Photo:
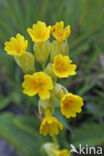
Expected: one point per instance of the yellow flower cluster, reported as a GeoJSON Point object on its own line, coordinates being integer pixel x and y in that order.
{"type": "Point", "coordinates": [44, 82]}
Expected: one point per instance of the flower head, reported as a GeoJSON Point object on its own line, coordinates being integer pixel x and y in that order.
{"type": "Point", "coordinates": [38, 83]}
{"type": "Point", "coordinates": [71, 104]}
{"type": "Point", "coordinates": [50, 126]}
{"type": "Point", "coordinates": [63, 152]}
{"type": "Point", "coordinates": [62, 66]}
{"type": "Point", "coordinates": [59, 32]}
{"type": "Point", "coordinates": [39, 32]}
{"type": "Point", "coordinates": [17, 46]}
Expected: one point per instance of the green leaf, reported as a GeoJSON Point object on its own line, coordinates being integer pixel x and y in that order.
{"type": "Point", "coordinates": [28, 123]}
{"type": "Point", "coordinates": [4, 101]}
{"type": "Point", "coordinates": [22, 140]}
{"type": "Point", "coordinates": [89, 133]}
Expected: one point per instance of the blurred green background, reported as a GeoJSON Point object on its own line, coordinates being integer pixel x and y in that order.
{"type": "Point", "coordinates": [19, 124]}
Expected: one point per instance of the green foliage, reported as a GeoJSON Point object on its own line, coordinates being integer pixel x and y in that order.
{"type": "Point", "coordinates": [86, 44]}
{"type": "Point", "coordinates": [22, 140]}
{"type": "Point", "coordinates": [90, 133]}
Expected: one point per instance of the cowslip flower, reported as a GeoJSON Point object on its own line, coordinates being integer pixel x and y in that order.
{"type": "Point", "coordinates": [63, 152]}
{"type": "Point", "coordinates": [71, 104]}
{"type": "Point", "coordinates": [59, 32]}
{"type": "Point", "coordinates": [17, 46]}
{"type": "Point", "coordinates": [38, 83]}
{"type": "Point", "coordinates": [39, 32]}
{"type": "Point", "coordinates": [62, 66]}
{"type": "Point", "coordinates": [50, 125]}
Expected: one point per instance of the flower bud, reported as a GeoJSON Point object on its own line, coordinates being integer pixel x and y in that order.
{"type": "Point", "coordinates": [56, 48]}
{"type": "Point", "coordinates": [26, 62]}
{"type": "Point", "coordinates": [49, 70]}
{"type": "Point", "coordinates": [44, 105]}
{"type": "Point", "coordinates": [50, 148]}
{"type": "Point", "coordinates": [41, 52]}
{"type": "Point", "coordinates": [59, 91]}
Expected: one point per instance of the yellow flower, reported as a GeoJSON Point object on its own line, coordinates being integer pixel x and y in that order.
{"type": "Point", "coordinates": [71, 104]}
{"type": "Point", "coordinates": [38, 83]}
{"type": "Point", "coordinates": [62, 66]}
{"type": "Point", "coordinates": [50, 126]}
{"type": "Point", "coordinates": [39, 32]}
{"type": "Point", "coordinates": [59, 32]}
{"type": "Point", "coordinates": [63, 152]}
{"type": "Point", "coordinates": [17, 46]}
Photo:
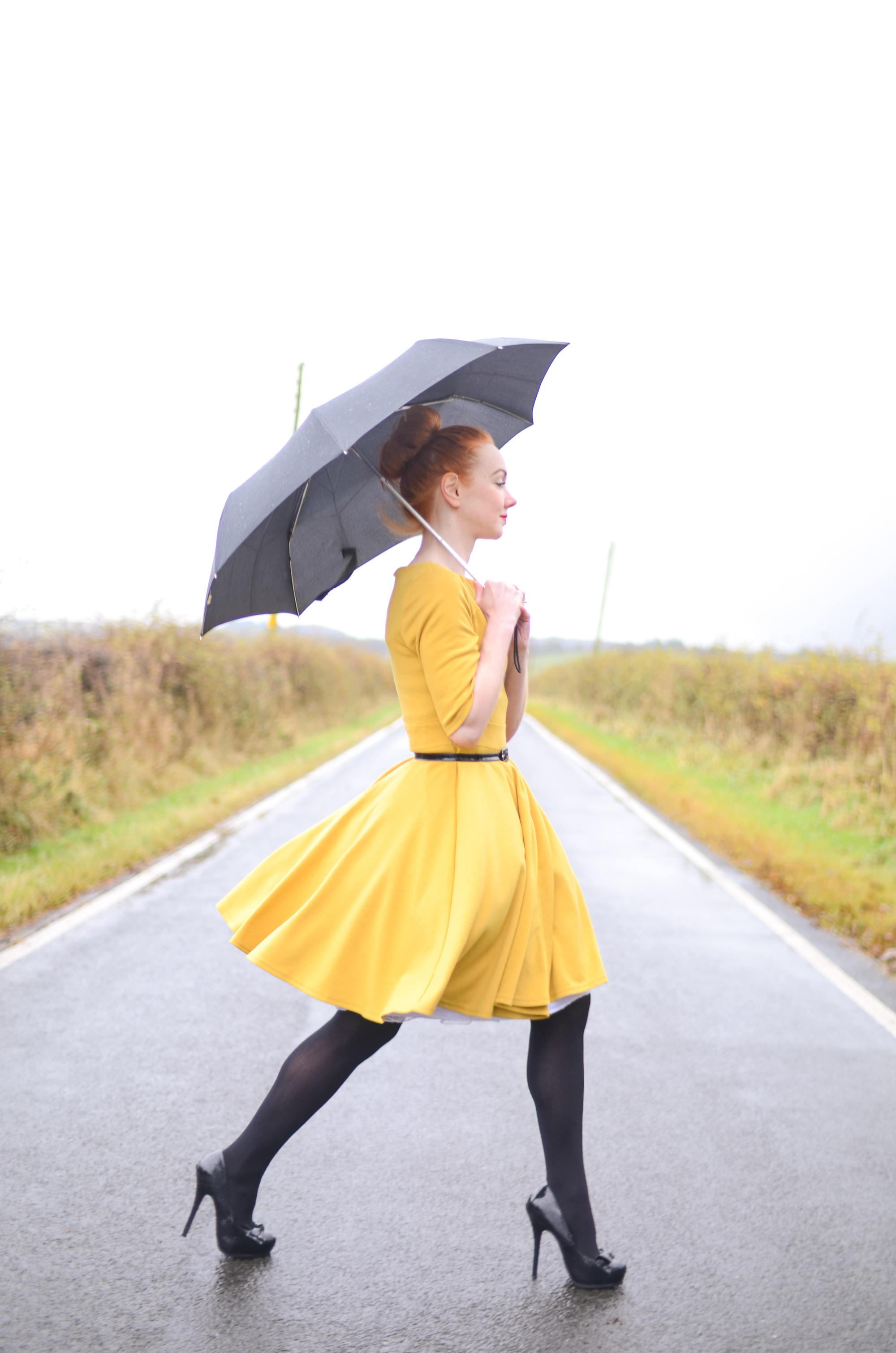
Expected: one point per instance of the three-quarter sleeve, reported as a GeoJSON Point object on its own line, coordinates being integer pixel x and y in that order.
{"type": "Point", "coordinates": [440, 628]}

What you are asked to do - Would you return the data exactly as written, without the pictures?

Reply -
Photo:
Expected: one point per instance of the yellow flower cluster, reported as a GeoJSON Point object on its own line, coordinates being integer pixel x and y in that order.
{"type": "Point", "coordinates": [44, 82]}
Expected: one point per instance of the flower head, reported as a GeoJSON Point object on its own line, coordinates being integer pixel x and y in that order.
{"type": "Point", "coordinates": [38, 83]}
{"type": "Point", "coordinates": [71, 104]}
{"type": "Point", "coordinates": [50, 126]}
{"type": "Point", "coordinates": [63, 152]}
{"type": "Point", "coordinates": [62, 66]}
{"type": "Point", "coordinates": [59, 32]}
{"type": "Point", "coordinates": [39, 32]}
{"type": "Point", "coordinates": [17, 46]}
Expected: one point per instance of the green leaf, reported as a GeoJSON Point object on its own line, coordinates being integer pixel x and y in that order.
{"type": "Point", "coordinates": [28, 123]}
{"type": "Point", "coordinates": [4, 101]}
{"type": "Point", "coordinates": [22, 140]}
{"type": "Point", "coordinates": [89, 133]}
Expected: one point per instance of the blurred green background, reported as a GeoJSON Point object on its own line, coordinates being integer pixel x and y in that order.
{"type": "Point", "coordinates": [19, 124]}
Expected: one point per instance of the green foliage, reported as a GeoJSON Point object on its own line, coordinates being integer pixel x and y in that order.
{"type": "Point", "coordinates": [86, 44]}
{"type": "Point", "coordinates": [22, 140]}
{"type": "Point", "coordinates": [90, 133]}
Expected: one point per instance of the cowslip flower, reported as a GeoJSON Point object on its own line, coordinates being integer pixel x and y in that order.
{"type": "Point", "coordinates": [63, 152]}
{"type": "Point", "coordinates": [71, 104]}
{"type": "Point", "coordinates": [59, 32]}
{"type": "Point", "coordinates": [17, 46]}
{"type": "Point", "coordinates": [38, 83]}
{"type": "Point", "coordinates": [39, 32]}
{"type": "Point", "coordinates": [62, 66]}
{"type": "Point", "coordinates": [50, 125]}
Expected: one point per instance of the flower bud, reported as a GeoJSON Point object on its own line, coordinates being integer pixel x and y in that order.
{"type": "Point", "coordinates": [56, 48]}
{"type": "Point", "coordinates": [26, 62]}
{"type": "Point", "coordinates": [49, 70]}
{"type": "Point", "coordinates": [44, 105]}
{"type": "Point", "coordinates": [50, 148]}
{"type": "Point", "coordinates": [41, 52]}
{"type": "Point", "coordinates": [59, 91]}
Expected: one point per instance of the yellow flower, reported as a GeoJSON Point object on its own line, coordinates being integer pixel x and y in that order.
{"type": "Point", "coordinates": [71, 104]}
{"type": "Point", "coordinates": [38, 83]}
{"type": "Point", "coordinates": [62, 66]}
{"type": "Point", "coordinates": [50, 126]}
{"type": "Point", "coordinates": [39, 32]}
{"type": "Point", "coordinates": [59, 32]}
{"type": "Point", "coordinates": [63, 152]}
{"type": "Point", "coordinates": [17, 46]}
Photo:
Expected: one point per instance of the three-quarter sleeve, reported as a GeoJSON Point object on its own line, coordinates being integer pixel x and y in that order.
{"type": "Point", "coordinates": [440, 628]}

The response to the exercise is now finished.